Quote the records below in full, exactly as given, with the images taken out.

========

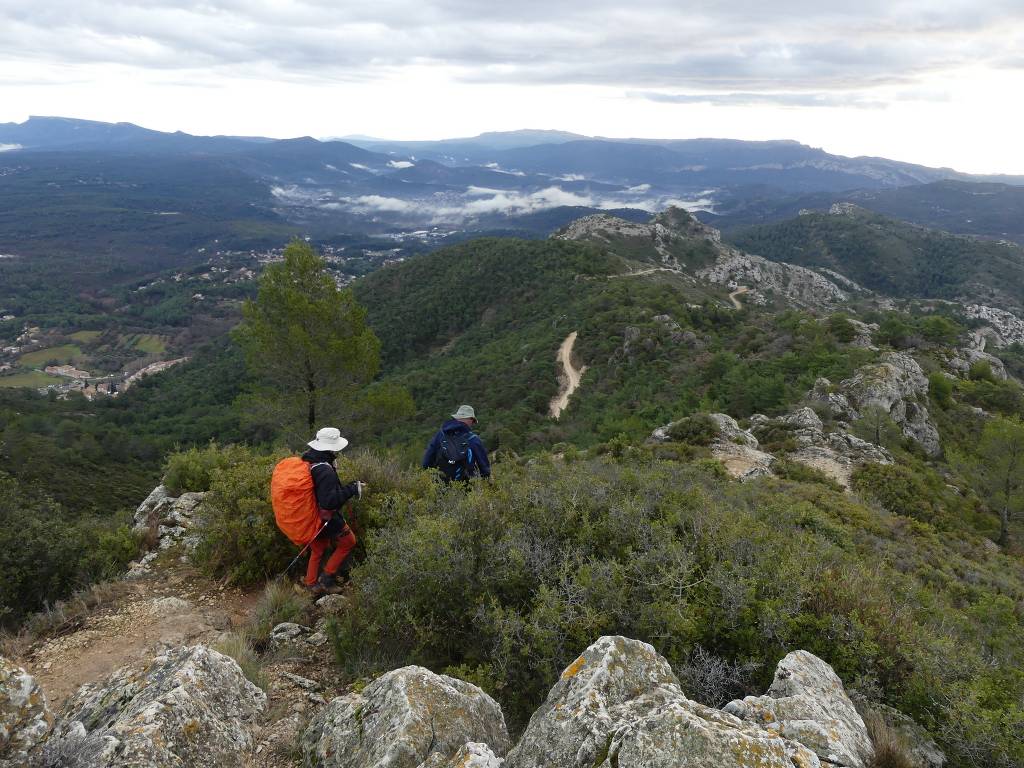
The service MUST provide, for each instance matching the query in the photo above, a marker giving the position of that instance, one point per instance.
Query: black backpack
(455, 457)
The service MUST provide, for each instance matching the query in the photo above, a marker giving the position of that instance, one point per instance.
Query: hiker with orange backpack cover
(307, 500)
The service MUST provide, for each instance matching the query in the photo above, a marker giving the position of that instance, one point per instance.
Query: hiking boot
(329, 583)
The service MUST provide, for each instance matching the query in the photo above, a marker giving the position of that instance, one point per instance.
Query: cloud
(733, 49)
(380, 204)
(857, 100)
(476, 202)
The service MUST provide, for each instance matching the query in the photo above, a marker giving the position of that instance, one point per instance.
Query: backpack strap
(457, 454)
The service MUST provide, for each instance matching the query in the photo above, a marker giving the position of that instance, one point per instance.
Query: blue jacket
(478, 463)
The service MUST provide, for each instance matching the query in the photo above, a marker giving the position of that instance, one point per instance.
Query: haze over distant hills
(193, 192)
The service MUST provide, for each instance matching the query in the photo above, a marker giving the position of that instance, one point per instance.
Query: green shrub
(193, 470)
(798, 472)
(280, 602)
(45, 554)
(239, 647)
(507, 583)
(891, 750)
(698, 429)
(898, 488)
(239, 538)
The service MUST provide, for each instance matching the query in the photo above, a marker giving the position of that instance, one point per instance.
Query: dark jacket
(331, 495)
(478, 455)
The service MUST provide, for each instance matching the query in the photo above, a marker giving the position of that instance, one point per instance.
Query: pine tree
(306, 344)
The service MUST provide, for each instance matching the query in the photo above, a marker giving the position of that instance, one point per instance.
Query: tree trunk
(311, 406)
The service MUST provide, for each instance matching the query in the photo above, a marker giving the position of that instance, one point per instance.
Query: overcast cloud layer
(435, 68)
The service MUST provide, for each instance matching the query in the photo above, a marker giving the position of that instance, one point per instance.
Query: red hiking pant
(342, 546)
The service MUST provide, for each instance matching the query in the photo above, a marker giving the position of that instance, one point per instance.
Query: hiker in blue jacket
(456, 451)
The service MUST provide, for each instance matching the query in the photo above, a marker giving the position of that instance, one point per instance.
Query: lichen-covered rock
(834, 400)
(897, 385)
(472, 755)
(742, 462)
(807, 704)
(620, 705)
(962, 359)
(150, 510)
(836, 454)
(400, 720)
(729, 431)
(26, 719)
(1007, 327)
(187, 707)
(920, 745)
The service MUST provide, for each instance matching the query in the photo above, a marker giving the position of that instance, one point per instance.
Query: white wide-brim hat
(465, 412)
(329, 438)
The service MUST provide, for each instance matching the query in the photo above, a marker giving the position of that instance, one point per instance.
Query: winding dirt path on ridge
(738, 292)
(569, 378)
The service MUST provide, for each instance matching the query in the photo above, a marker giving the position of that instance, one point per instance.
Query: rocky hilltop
(671, 236)
(619, 704)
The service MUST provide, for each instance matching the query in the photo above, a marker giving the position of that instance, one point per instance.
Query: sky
(937, 82)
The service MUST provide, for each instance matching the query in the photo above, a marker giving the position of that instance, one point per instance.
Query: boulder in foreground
(621, 705)
(807, 702)
(190, 706)
(26, 720)
(406, 719)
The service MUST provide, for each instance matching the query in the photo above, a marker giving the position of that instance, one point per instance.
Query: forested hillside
(893, 257)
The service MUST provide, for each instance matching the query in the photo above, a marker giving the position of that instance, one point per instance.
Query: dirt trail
(651, 270)
(569, 378)
(174, 606)
(738, 292)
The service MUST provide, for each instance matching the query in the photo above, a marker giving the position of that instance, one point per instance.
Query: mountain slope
(895, 258)
(483, 322)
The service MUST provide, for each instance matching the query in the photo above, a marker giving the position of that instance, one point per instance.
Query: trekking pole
(301, 553)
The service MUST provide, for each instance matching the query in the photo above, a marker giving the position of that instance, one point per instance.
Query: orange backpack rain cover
(294, 501)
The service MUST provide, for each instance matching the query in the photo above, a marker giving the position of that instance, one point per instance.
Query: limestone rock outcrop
(26, 719)
(807, 702)
(836, 454)
(1009, 328)
(471, 755)
(737, 449)
(171, 517)
(403, 719)
(621, 705)
(797, 285)
(962, 359)
(898, 386)
(190, 706)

========

* **Solved exercise**
The service MUST provide, for each instance matching the query in the photo above, a marker giving the position of that instance, one point per instance.
Query: black backpack
(455, 457)
The service MUST provide, for each instance matching the query in the photo above, a marker giving the position of that instance, one point per instance.
Query: hiker with orange backpack cover
(307, 500)
The service MUST provide, for each instance matching the query in the photo above, a marker giving the position of that instance, one point per instance.
Query: hiking boot
(329, 583)
The service MUST provide, for each instance matching the query in the photo above, a marker giving the position of that instance, one point per instance.
Query: cloud
(733, 49)
(380, 204)
(857, 100)
(476, 202)
The service MUST provide, for each instance matching the query in the photo above, a marker giving the position of that instance, one point per instance.
Query: backpack strap
(457, 454)
The service MUST provide, for each instance matching the query in the photo above, a marker giving the position of that instance, one point per instance.
Query: blue jacket
(478, 463)
The service MUST provide, for each instance matching the query in the photo above, a marker giving the position of that instance, one point per instance.
Query: haze over distant hills
(193, 192)
The service MUST provide, for each instance matching the query in the photo above, a marker giving the position of that instance, one point per instance.
Query: green shrub
(193, 470)
(798, 472)
(280, 602)
(45, 554)
(239, 647)
(507, 583)
(891, 750)
(698, 429)
(898, 488)
(239, 538)
The service MUST provide, for each instance matching the query in the photo above, a marker giving the position of that instance, one point per instance.
Query: dark jacket
(331, 495)
(478, 455)
The service MUST provide, for each instance matching the query in the photo above, a marker giving the position of that instance, one point per instance.
Query: pine tree
(306, 344)
The service MUST provide, for each instance matching the query in the photo above, a marker giving the position of that instance, one point per instance.
Query: tree trunk
(311, 406)
The service MUST provide, for each instance matching the query in the photo above, a marker giving the position of that instance, one point per instance.
Query: overcast cloud layer
(435, 68)
The service MUST provide, for each instance matching the query in the photo above, a marker giving the position of that instance, one point per instance.
Query: red hiking pant
(342, 546)
The service MUST provide, for each instance matching the query in the photo above, a marker giving the position of that instance, one point per instance.
Query: hiker in blue jacket
(456, 451)
The service MUST provide, for each instance matching the query in the photo above, a marker giving the position of that instance, one point per instance.
Query: lichen-covered rock
(834, 400)
(897, 385)
(472, 755)
(742, 462)
(807, 704)
(620, 705)
(962, 359)
(150, 510)
(836, 454)
(400, 720)
(729, 431)
(26, 719)
(1007, 327)
(187, 707)
(920, 745)
The service MUST provide, for each instance matching the query in the photo above, a marker giving the position of that instance, one point per instance.
Query: white wide-brim hat
(465, 412)
(329, 438)
The service MUST provide, for each instance matching the query in the photo above, a marker giving the position of that instance, one point per instance.
Query: winding dirt path on ridge
(738, 292)
(569, 378)
The service MUST provide, for each instance matching the query in the photo above, a marker giving the position of that instance, one point per instance.
Query: rocky hilltop
(671, 236)
(619, 704)
The service MUST provide, for each instance matching the query in the photo above, a marker giving the position of that instance, one point per instance.
Query: sky
(937, 82)
The service MUST provide, for each instance matching the query in the photo above, a marker giving the position of that instance, one point per instance.
Query: boulder in foreground
(621, 705)
(807, 702)
(190, 706)
(26, 720)
(406, 719)
The service MUST provide, for each instance matching the query in the photo above, a marker giving the position of that instance, one point per instance.
Query: forested hillside
(893, 257)
The service MUST provide, for each instance matching the query in the photo above, a marker giving the position of that instance, one point per instance.
Query: dirt trail
(651, 270)
(569, 378)
(174, 606)
(738, 292)
The service MUST provide, for each instance matching the query in the photo above, a marker giving the position of that instance, one point per instance.
Query: mountain slope
(895, 258)
(483, 322)
The service MUST provide, for each instance matching the query in the photo above, a marker giving the position of that instance, one point per instance.
Query: trekking pole
(301, 553)
The service MUST provide, for each instance matching the query in the photo above, a marker giving the position of that instance, one point per instance.
Query: orange backpack rain cover
(294, 501)
The service MUST provide, for each instance matching the query in the photo above, a marker giving the position of that instance, one point per instance.
Query: limestone rock outcrop
(26, 719)
(807, 702)
(836, 454)
(1009, 328)
(471, 755)
(737, 449)
(171, 517)
(403, 719)
(621, 705)
(797, 285)
(962, 359)
(898, 386)
(190, 706)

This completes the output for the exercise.